*Stated problem 1*.
Answer these questions about the post on the Borg nerf below:
(a) According to the post, what will bolt-on weapons do?
(b) What is the player with the huge ship buying instead?
(c) Which company does the writer refuse to give any more money to?
*Stated problem 2*. Pick up the post on the Borg nerf below and continue it past its last sentence.

— BEGIN Document passage —

The Borg got nerfed.
Whoeever has the largest spaceframe (they got shuttles now) has an advantage that is very hard to overcome. If a guy has 5 weapons, he pays the same price, ratiowise, as a guy with 3 weapons. Bolt-on weapons are going to cost you more. So even if you pay out the ass for a secondary weapon, you probably still aren't going to match the organically larger hull. If you add shielding... again, higher cost ratio.
Meanwhile the guy with the huge ship is buying a smaller ship or buying Tech, which you can't afford because you bought shields & torpedos.

Additionally, the ships & cards Wiz Kids were releasing on the market were complete crap. You "have to" get some prize ships for the cards, if not a REAL special ability.

Lastly, to hell with CBS/Paramount. I'm not giving them any more money.


This isn't completely fair but there are too many elements of truth in it. Yes the Borg's nerf makes them still playable but still powerful. No longer do they seem to dominate the game as far as I can tell from the outside (I'm not playing much anymore).

— END Document passage —
— BEGIN Provided data —

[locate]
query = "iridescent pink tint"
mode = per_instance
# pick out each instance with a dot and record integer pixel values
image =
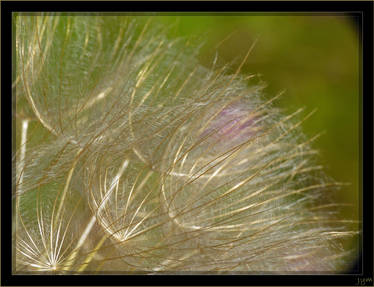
(231, 126)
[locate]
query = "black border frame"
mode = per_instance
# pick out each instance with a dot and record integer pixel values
(365, 12)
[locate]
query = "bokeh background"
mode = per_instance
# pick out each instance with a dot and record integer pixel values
(313, 58)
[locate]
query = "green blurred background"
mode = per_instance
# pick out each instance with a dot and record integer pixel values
(314, 58)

— END Provided data —

*Written reply 1*.
(a) They will cost you more.
(b) A smaller ship or Tech.
(c) CBS/Paramount.

*Written reply 2*.
Secondary weapons are mostly pretty useless but there are some that aren't. There are a couple of good Romulan ones, a good Borg one, and an interesting one from the Independent faction. You're better off, in general, having ships with good weapon stats from the start -- much better off (which explains why the Borg are still a factor).

Some factions (like the Feds) have cards to add shields which can be quite powerful. And there are lots of good commercial cards, but many very good, very desirable cards ARE in the prize packs. The cards that make the Constitution desirable are mostly in these prize packs.

Not a game under good and consistent control by the publisher. Too bad the original designers, Andrew Parks and Chris Guild, are not still in charge.

Plus there's an interesting distinction between STAW and XWing. XWing is designed to allow the players to climb inside Star Wars and imagine themselves as the characters in the movies. Theme is paramount. STAW has all the ships (well most of the ships) but for the players still playing, theme is very secondary. The heart of the remaining game is mixed faction competitive play where a ship bears no resemblance to the on-screen version other than the mini being used. Fleets are designed by their card capabilities not for their thematic beats. You can play the game thematically, but few of the remaining players do.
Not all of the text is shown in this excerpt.